__ACTION ITEM__.
Look at the entries below and reproduce them exactly.

__RECORDS__.
□ □ □ □ □
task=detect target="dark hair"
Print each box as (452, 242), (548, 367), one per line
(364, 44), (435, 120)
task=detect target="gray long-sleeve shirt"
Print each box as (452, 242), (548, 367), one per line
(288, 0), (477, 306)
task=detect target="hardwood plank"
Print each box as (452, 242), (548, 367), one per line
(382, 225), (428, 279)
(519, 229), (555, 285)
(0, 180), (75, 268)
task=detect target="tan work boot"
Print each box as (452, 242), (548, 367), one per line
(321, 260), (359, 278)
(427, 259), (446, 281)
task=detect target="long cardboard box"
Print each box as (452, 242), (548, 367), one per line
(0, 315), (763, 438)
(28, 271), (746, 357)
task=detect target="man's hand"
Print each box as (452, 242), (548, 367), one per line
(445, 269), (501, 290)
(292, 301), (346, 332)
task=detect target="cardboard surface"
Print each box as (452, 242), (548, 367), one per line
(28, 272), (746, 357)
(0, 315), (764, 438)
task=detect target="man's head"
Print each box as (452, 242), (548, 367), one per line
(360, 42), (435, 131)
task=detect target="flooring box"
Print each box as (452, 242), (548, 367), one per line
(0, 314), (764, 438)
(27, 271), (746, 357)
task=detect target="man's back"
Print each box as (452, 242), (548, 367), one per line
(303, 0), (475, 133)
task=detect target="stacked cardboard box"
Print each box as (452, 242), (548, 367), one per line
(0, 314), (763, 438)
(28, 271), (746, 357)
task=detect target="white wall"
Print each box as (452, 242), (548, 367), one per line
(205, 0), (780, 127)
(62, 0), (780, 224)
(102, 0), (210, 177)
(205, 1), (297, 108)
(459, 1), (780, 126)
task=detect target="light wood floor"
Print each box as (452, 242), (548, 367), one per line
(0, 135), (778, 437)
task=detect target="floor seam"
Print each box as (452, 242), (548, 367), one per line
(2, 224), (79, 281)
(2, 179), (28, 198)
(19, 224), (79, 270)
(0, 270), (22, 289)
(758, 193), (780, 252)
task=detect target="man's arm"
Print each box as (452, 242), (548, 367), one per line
□ □ □ □ □
__ANSWER SECTION__.
task=detect target="dark hair"
Print each box as (452, 242), (548, 367), one per line
(364, 44), (435, 120)
task=detect target="gray long-sleeve shirt"
Print each box as (452, 242), (548, 367), one per line
(288, 0), (477, 306)
task=detect target="hardwood plank"
Print each box as (452, 242), (548, 367), one per line
(382, 225), (428, 279)
(519, 229), (555, 285)
(0, 180), (75, 268)
task=detect target="tan work boot"
Print each box as (452, 242), (548, 367), one per line
(321, 260), (359, 278)
(427, 259), (446, 281)
task=detect target="long cardboard box"
Print each box as (452, 242), (548, 367), one per line
(0, 315), (763, 438)
(28, 271), (746, 357)
task=detect target="man's hand"
Print each box as (452, 242), (548, 367), one per line
(445, 269), (501, 290)
(292, 301), (346, 332)
task=detect target="cardboard surface"
Print each box as (452, 242), (548, 367), one per line
(28, 272), (746, 357)
(0, 315), (764, 438)
task=detect target="man's head"
Print each box as (452, 242), (548, 367), one per line
(360, 42), (435, 131)
task=detect target="flooring box"
Print each box as (452, 242), (548, 367), one per line
(0, 314), (764, 438)
(27, 271), (746, 357)
task=detect target="man's back"
Print each box as (452, 242), (548, 367), one per line
(303, 0), (475, 133)
task=detect target="stacked cardboard box"
Print each box as (452, 242), (548, 367), one per line
(0, 314), (763, 438)
(28, 271), (746, 357)
task=detect target="white wall"
Print each box as (452, 242), (548, 367), one per line
(205, 0), (780, 127)
(62, 0), (780, 224)
(102, 0), (210, 177)
(205, 1), (297, 108)
(459, 1), (780, 126)
task=detect target="light wood floor"
Print each box as (452, 242), (548, 367), one per line
(0, 135), (778, 437)
task=detect target="floor seam"
Print each box as (452, 242), (548, 367), one per line
(2, 224), (79, 281)
(2, 179), (28, 198)
(19, 224), (79, 270)
(0, 270), (22, 289)
(758, 193), (780, 252)
task=detect target="man's arm"
Print each box as (452, 242), (548, 367), one per line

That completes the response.